→ Required work: The required output is all lines below that contain the word "wall".

→ Input records:

Content starts

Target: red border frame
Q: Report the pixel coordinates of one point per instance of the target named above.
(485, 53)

Content ends
Content starts

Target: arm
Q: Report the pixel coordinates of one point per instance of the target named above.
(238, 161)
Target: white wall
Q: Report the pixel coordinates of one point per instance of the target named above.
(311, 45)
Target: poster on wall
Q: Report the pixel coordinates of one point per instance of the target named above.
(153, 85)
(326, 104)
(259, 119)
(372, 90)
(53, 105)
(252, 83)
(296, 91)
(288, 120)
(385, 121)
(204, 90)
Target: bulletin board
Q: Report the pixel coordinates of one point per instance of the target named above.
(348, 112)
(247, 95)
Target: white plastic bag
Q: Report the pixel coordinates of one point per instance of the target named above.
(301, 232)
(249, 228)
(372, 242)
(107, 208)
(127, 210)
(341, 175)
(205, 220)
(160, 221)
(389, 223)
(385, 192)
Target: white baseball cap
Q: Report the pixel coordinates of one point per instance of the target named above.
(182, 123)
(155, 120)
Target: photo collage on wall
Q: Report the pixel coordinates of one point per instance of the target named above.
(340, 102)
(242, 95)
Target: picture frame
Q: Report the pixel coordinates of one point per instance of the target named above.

Content ends
Content starts

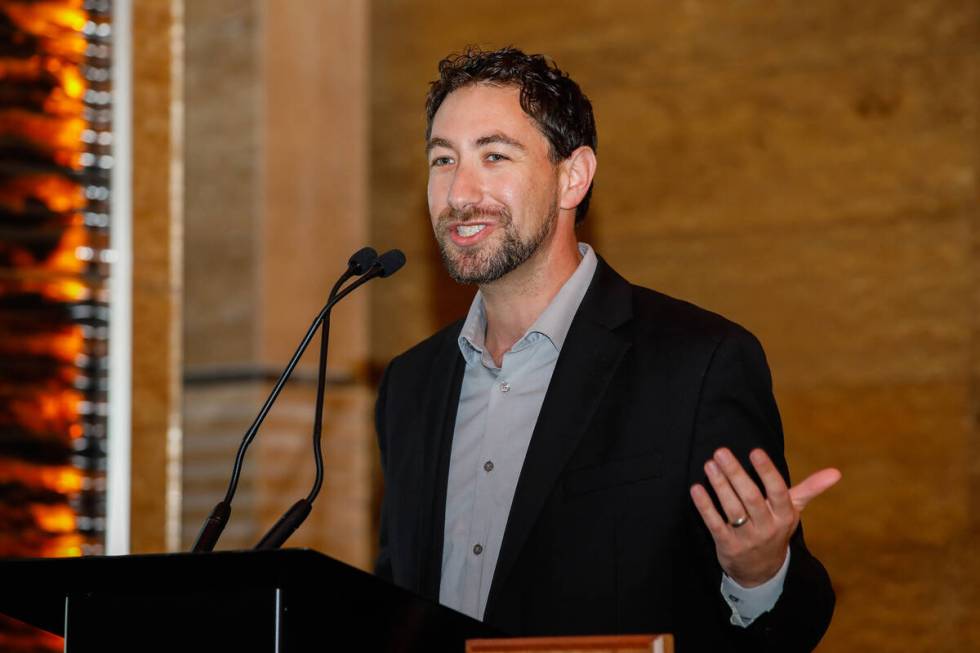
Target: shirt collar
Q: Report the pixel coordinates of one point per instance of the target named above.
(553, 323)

Content ends

→ Exercise answer:
Target: white wall
Target: poster on wall
Target: photo collage on wall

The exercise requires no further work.